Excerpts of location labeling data
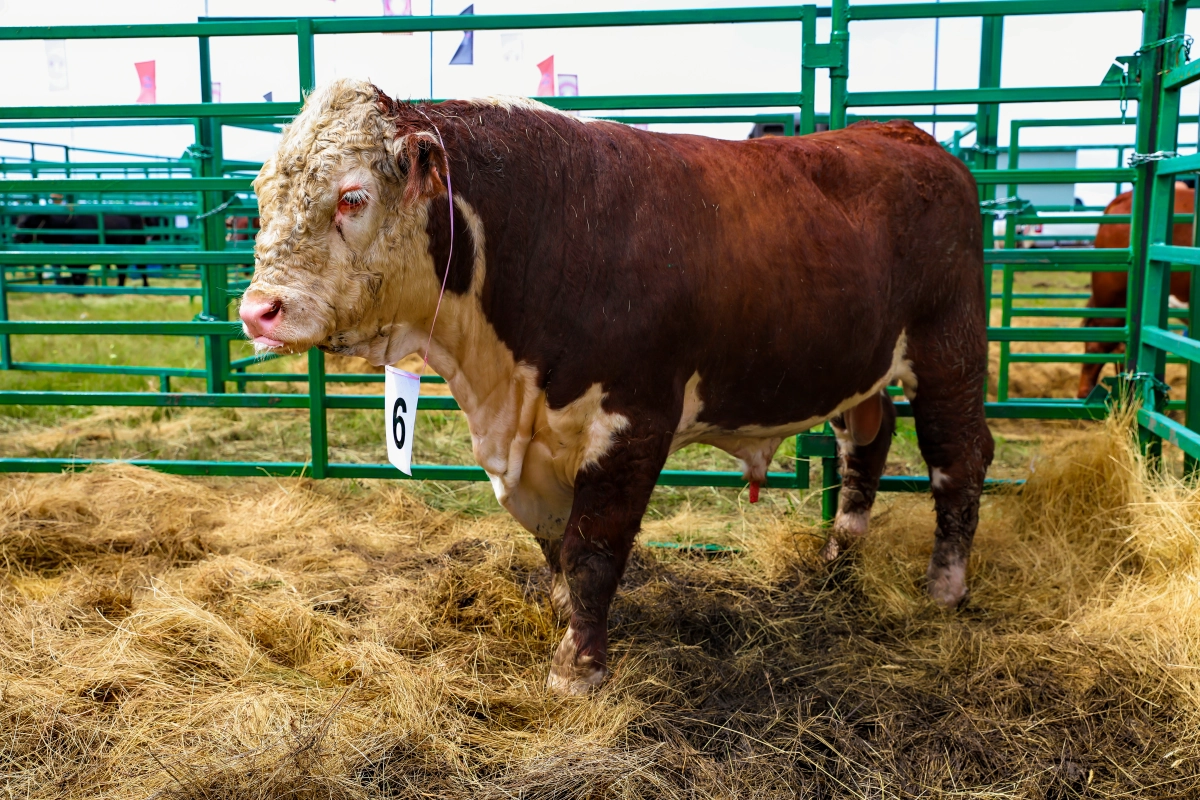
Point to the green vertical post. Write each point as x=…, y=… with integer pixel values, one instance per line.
x=988, y=134
x=318, y=428
x=1192, y=403
x=802, y=464
x=1158, y=196
x=214, y=298
x=306, y=56
x=5, y=342
x=1006, y=320
x=839, y=42
x=988, y=115
x=808, y=74
x=1146, y=66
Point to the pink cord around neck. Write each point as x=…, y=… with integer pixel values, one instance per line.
x=449, y=258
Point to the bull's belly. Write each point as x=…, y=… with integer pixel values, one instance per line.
x=533, y=463
x=754, y=445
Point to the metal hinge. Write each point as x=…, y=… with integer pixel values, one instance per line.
x=198, y=151
x=821, y=56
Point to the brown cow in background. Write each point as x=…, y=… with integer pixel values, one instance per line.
x=1110, y=289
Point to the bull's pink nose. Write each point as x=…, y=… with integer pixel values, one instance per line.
x=261, y=318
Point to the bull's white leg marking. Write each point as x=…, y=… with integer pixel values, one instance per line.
x=948, y=585
x=561, y=596
x=571, y=673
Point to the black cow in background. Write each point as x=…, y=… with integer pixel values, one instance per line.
x=81, y=230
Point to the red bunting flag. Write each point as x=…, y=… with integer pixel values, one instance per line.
x=147, y=82
x=546, y=85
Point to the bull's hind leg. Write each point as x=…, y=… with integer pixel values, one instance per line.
x=559, y=594
x=610, y=499
x=955, y=443
x=862, y=464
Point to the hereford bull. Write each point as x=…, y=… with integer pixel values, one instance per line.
x=612, y=295
x=1110, y=289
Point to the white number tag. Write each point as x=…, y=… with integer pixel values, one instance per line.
x=401, y=390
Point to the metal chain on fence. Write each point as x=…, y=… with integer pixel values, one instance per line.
x=1138, y=158
x=1005, y=205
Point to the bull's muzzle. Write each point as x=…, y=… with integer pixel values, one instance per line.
x=261, y=317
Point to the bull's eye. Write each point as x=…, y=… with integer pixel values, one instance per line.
x=353, y=200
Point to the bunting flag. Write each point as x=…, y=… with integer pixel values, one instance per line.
x=57, y=64
x=147, y=82
x=466, y=52
x=511, y=48
x=546, y=85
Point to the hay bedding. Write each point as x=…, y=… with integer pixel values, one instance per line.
x=185, y=638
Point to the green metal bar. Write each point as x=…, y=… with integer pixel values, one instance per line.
x=989, y=8
x=99, y=185
x=1032, y=258
x=808, y=74
x=281, y=110
x=5, y=342
x=993, y=95
x=306, y=55
x=1174, y=254
x=1181, y=77
x=105, y=368
x=1192, y=401
x=1180, y=163
x=1096, y=175
x=106, y=328
x=1164, y=340
x=1057, y=334
x=27, y=288
x=1006, y=320
x=215, y=302
x=839, y=71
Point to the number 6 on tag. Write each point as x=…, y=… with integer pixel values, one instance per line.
x=401, y=390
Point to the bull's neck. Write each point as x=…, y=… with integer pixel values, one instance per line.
x=504, y=197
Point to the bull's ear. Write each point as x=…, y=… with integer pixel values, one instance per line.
x=423, y=162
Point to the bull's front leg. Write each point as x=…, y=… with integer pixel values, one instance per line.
x=610, y=499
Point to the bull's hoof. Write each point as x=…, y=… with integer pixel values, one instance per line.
x=561, y=597
x=948, y=583
x=847, y=530
x=571, y=673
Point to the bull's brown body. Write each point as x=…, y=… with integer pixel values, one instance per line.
x=1110, y=289
x=654, y=290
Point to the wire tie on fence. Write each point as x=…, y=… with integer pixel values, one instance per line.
x=1138, y=158
x=217, y=209
x=1185, y=41
x=1005, y=205
x=1156, y=384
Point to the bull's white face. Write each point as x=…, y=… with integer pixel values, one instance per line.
x=337, y=238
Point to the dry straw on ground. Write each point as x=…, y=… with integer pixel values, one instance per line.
x=249, y=639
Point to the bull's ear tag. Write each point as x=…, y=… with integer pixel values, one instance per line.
x=400, y=394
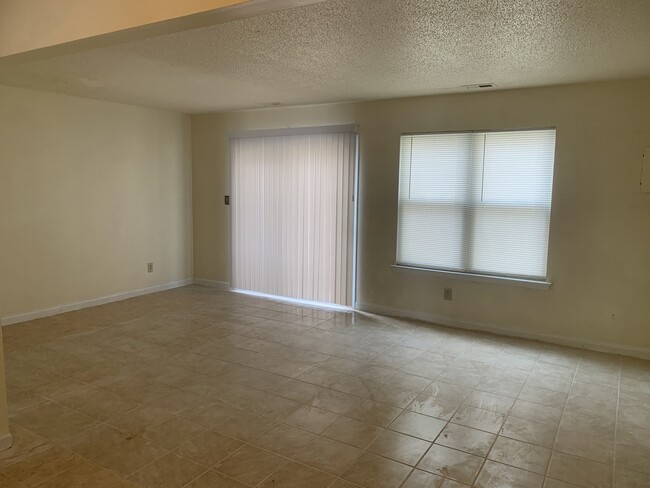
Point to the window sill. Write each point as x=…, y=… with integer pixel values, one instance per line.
x=497, y=280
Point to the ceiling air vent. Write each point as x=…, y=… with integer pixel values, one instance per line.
x=479, y=86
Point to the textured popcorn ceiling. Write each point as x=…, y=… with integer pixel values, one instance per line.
x=341, y=50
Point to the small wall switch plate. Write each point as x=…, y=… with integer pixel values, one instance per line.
x=447, y=294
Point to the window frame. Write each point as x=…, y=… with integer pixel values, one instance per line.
x=496, y=278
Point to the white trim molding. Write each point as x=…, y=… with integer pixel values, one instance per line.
x=613, y=348
x=70, y=307
x=221, y=285
x=6, y=441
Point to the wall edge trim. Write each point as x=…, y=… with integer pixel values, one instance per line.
x=612, y=348
x=93, y=302
x=6, y=441
x=222, y=285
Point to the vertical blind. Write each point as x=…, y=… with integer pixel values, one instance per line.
x=476, y=202
x=293, y=215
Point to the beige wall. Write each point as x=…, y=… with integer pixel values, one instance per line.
x=599, y=251
x=26, y=25
x=90, y=192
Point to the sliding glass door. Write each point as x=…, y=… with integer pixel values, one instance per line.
x=293, y=213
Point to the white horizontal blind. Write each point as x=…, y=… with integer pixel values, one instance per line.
x=293, y=215
x=476, y=202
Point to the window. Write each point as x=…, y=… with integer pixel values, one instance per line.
x=476, y=202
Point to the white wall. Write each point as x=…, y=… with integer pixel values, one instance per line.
x=599, y=251
x=89, y=193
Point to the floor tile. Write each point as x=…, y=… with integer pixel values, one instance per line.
x=417, y=425
x=208, y=448
x=250, y=465
x=327, y=455
x=400, y=447
x=580, y=471
x=520, y=455
x=479, y=419
x=284, y=440
x=295, y=475
x=376, y=472
x=131, y=455
x=466, y=439
x=530, y=431
x=171, y=471
x=422, y=479
x=353, y=432
x=213, y=479
x=497, y=475
x=161, y=387
x=450, y=463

#### [WHAT THIS TASK INVOLVES]
Put every line of the rows above into a JSON list of strings, one string per line, skipping any blank lines. Do not include the pictures.

#### [THE COMPLETED TASK]
[
  "Point to the green vertical post. Write each point as x=…, y=… with integer pixel values, one instance per line.",
  "x=988, y=134",
  "x=318, y=428",
  "x=1192, y=403",
  "x=802, y=464",
  "x=1158, y=196",
  "x=214, y=298",
  "x=306, y=56",
  "x=5, y=342",
  "x=1006, y=320",
  "x=839, y=42",
  "x=988, y=115",
  "x=808, y=74",
  "x=1146, y=66",
  "Point to the pink cord around neck. Write each point as x=…, y=… with integer pixel values, one instance per line.",
  "x=449, y=258",
  "Point to the bull's belly. Write each point as x=…, y=… with integer pixel values, one instance per line.",
  "x=533, y=463",
  "x=754, y=445",
  "Point to the metal hinge. Write each point as x=…, y=… with integer pixel values, one instance per line.",
  "x=198, y=151",
  "x=821, y=56",
  "Point to the brown cow in background. Write each point as x=…, y=… with integer pixel values, one instance per line.",
  "x=1110, y=289",
  "Point to the bull's pink nose. Write each point as x=…, y=… with integer pixel values, one instance per line.",
  "x=261, y=318",
  "Point to the bull's white leg marking. Write each point as x=…, y=… with integer pixel values, one instance per line.",
  "x=948, y=585",
  "x=561, y=596",
  "x=571, y=673",
  "Point to the black cow in background. Write each point as x=…, y=… with integer pixel values, one instance per line.",
  "x=81, y=230",
  "Point to the red bunting flag. Write each point as x=…, y=… with integer pixel values, one instance per line.",
  "x=147, y=82",
  "x=546, y=85",
  "Point to the bull's hind leg. Write each point as x=…, y=… with integer pixel values, one instance per line.",
  "x=559, y=594",
  "x=610, y=499",
  "x=955, y=443",
  "x=862, y=464",
  "Point to the hereford bull. Write each point as x=…, y=… with integer pixel values, one instance per line.",
  "x=612, y=295",
  "x=1110, y=289",
  "Point to the white number tag. Write each point as x=…, y=… with integer pixel values, one instance per line.",
  "x=401, y=390",
  "Point to the metal chain on fence. Write each point as x=…, y=… with integer pixel values, one instance per line.",
  "x=1138, y=158",
  "x=1005, y=205",
  "Point to the bull's muzzle. Write each point as x=…, y=… with integer pixel values, one instance per line.",
  "x=261, y=317",
  "Point to the bull's eye. Write each point as x=…, y=… with integer pixel values, one instance per line.",
  "x=353, y=200",
  "Point to the bunting flag. Write each point as x=…, y=… with integer pixel values, one instance per line.",
  "x=57, y=64",
  "x=147, y=82",
  "x=466, y=52",
  "x=511, y=48",
  "x=546, y=85",
  "Point to the hay bedding. Write each point as x=…, y=… with integer pixel values, one instance per line.",
  "x=185, y=638",
  "Point to the green metal bar. Write each point as x=…, y=… with integer pixel values, one instance per line.",
  "x=989, y=8",
  "x=99, y=185",
  "x=1032, y=258",
  "x=808, y=74",
  "x=281, y=110",
  "x=5, y=342",
  "x=993, y=95",
  "x=306, y=55",
  "x=1174, y=254",
  "x=1181, y=77",
  "x=105, y=368",
  "x=1192, y=401",
  "x=1180, y=163",
  "x=1096, y=175",
  "x=106, y=328",
  "x=1164, y=340",
  "x=1057, y=334",
  "x=27, y=288",
  "x=1006, y=320",
  "x=215, y=302",
  "x=839, y=71",
  "Point to the number 6 on tag. Write each point as x=…, y=… with integer pixel values, one instance per line.",
  "x=401, y=390",
  "Point to the bull's neck. Write each point as x=…, y=… with integer pixel values, one instance per line.",
  "x=504, y=197",
  "Point to the bull's ear. Write each point as x=…, y=… with integer pixel values, one instance per line.",
  "x=423, y=162",
  "Point to the bull's front leg. Write each point as x=…, y=… with integer pixel values, one instance per line.",
  "x=610, y=499",
  "Point to the bull's hoof. Write each point as x=…, y=… with integer pixel values, one instance per line.",
  "x=561, y=597",
  "x=948, y=583",
  "x=847, y=530",
  "x=571, y=673",
  "Point to the bull's brown body. Write each point as x=…, y=… with integer pixel values, one instance per line.",
  "x=1110, y=289",
  "x=654, y=290",
  "Point to the wire tie on fence. Write each point as x=…, y=… with integer pixel values, one instance per line.",
  "x=1138, y=158",
  "x=217, y=209",
  "x=1185, y=41",
  "x=1005, y=205",
  "x=1156, y=384",
  "Point to the bull's white face. Write each point as x=…, y=… with integer pixel values, one instance per line.",
  "x=337, y=238",
  "Point to the dry straw on ground. Write each point as x=…, y=… with integer pixel values, one instance per line.",
  "x=249, y=639",
  "Point to the bull's ear tag. Write each point as x=…, y=… with integer pixel values, one instance per line.",
  "x=400, y=394",
  "Point to the window sill. Write each point as x=…, y=… with integer pixel values, one instance per line.",
  "x=497, y=280",
  "Point to the ceiling air vent. Write each point as x=…, y=… with integer pixel values, one instance per line.",
  "x=479, y=86",
  "Point to the textured popcorn ceiling. Write each point as x=…, y=… with integer pixel values, one instance per line.",
  "x=341, y=50",
  "Point to the small wall switch plate. Write each point as x=…, y=… with integer pixel values, one instance per line.",
  "x=447, y=294",
  "Point to the window frame. Write each point as x=…, y=… with integer pixel values, one instance per line.",
  "x=496, y=278",
  "Point to the white trim molding. Write each point as x=…, y=… with integer pixel values, one instance per line.",
  "x=613, y=348",
  "x=70, y=307",
  "x=221, y=285",
  "x=6, y=441",
  "Point to the wall edge trim. Write each point as x=…, y=… with integer pixel values, one instance per line.",
  "x=612, y=348",
  "x=93, y=302",
  "x=6, y=441",
  "x=222, y=285",
  "Point to the vertical blind. Write each point as x=…, y=… with integer pixel values, one instance per line.",
  "x=476, y=202",
  "x=293, y=215",
  "Point to the beige wall. Write each point as x=…, y=… with integer pixel values, one instance per line.",
  "x=599, y=251",
  "x=26, y=25",
  "x=90, y=192",
  "Point to the sliding glass door. Write each point as x=…, y=… with integer pixel values, one instance per line.",
  "x=293, y=213",
  "Point to the white horizontal blind. Write each point as x=…, y=… with integer pixel values, one instance per line.",
  "x=293, y=215",
  "x=476, y=202",
  "Point to the window. Write each point as x=…, y=… with integer pixel values, one instance per line.",
  "x=476, y=202",
  "Point to the white wall. Write each point as x=…, y=… with integer pixel values, one instance per line.",
  "x=599, y=251",
  "x=89, y=193",
  "Point to the floor tile. Write each point as x=…, y=… with integer pixel values, one instance per line.",
  "x=417, y=425",
  "x=208, y=448",
  "x=250, y=465",
  "x=327, y=455",
  "x=400, y=447",
  "x=580, y=471",
  "x=520, y=455",
  "x=479, y=419",
  "x=284, y=440",
  "x=295, y=475",
  "x=376, y=472",
  "x=131, y=455",
  "x=466, y=439",
  "x=530, y=431",
  "x=171, y=471",
  "x=422, y=479",
  "x=353, y=432",
  "x=213, y=479",
  "x=497, y=475",
  "x=161, y=387",
  "x=450, y=463"
]